Texte cité:
La vision « ethnique » que les géographes arabes déploient sur l’Europe, s’affine sous la plume d’un voyageur juif, originaire de Tortose (sous administration omeyyade), Ibrâhîm ibn Ya’qûb. La relation de son périple en Europe othonienne (vers 960-965) - étudiée autrefois par André Miquel - porte un discours prêt à saisir les particularités des us et coutumes des régions parcourues depuis Bordeaux jusqu’à Prague en passant par le Saint Empire. Lors de son passage sur la côte atlantique Ibrâhîm y ajoute des informations sur l’Irlande ; plus tard à Prague il en collecte sur la Pologne. Le relevé de l’appartenance ethnique des villes traversées souligne la progression des Slaves vers l’ouest.

Au XIIesiècle, l’espace européen se dilate et se détaille au nord de la Méditerranée. Il se structure autour de la ville d’après les observations des géographes de l’occident musulman et du premier d’entre eux, al-Idrîsî. L’ouvrage (1154-1158) de ce géographe, au service de la cour arabo normande de Palerme, est d’abord cartographique et se divise selon les latitudes en sept climats ». Son apport le plus singulier est la représentation de la Scandinavie. A la vision ethnographique se superpose celle d’une Europe urbanisée, chrétienne et active, où un réseau réticulaire de routes facilite les déplacements. L’espace rural est négligé, sans doute parce que les renseignements viennent essentiellement de commerçants et de voyageurs.

Lignes de données:
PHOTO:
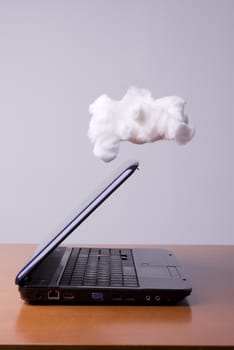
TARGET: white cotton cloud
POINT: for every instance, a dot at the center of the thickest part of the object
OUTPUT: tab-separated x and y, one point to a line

Travail à faire:
(a) Traduisez en anglais la phrase suivante du texte cité : « Le relevé de l’appartenance ethnique des villes traversées souligne la progression des Slaves vers l’ouest. »
(b) Reproduisez le passage du texte cité qui commence aux mots « Au XIIesiècle, l’espace » et s’arrête après « et de voyageurs. ».

Réponses par consigne:
(a) The record of the ethnic affiliation of the towns passed through highlights the westward advance of the Slavs.

(b)
Au XIIesiècle, l’espace européen se dilate et se détaille au nord de la Méditerranée. Il se structure autour de la ville d’après les observations des géographes de l’occident musulman et du premier d’entre eux, al-Idrîsî. L’ouvrage (1154-1158) de ce géographe, au service de la cour arabo normande de Palerme, est d’abord cartographique et se divise selon les latitudes en sept climats ». Son apport le plus singulier est la représentation de la Scandinavie. A la vision ethnographique se superpose celle d’une Europe urbanisée, chrétienne et active, où un réseau réticulaire de routes facilite les déplacements. L’espace rural est négligé, sans doute parce que les renseignements viennent essentiellement de commerçants et de voyageurs.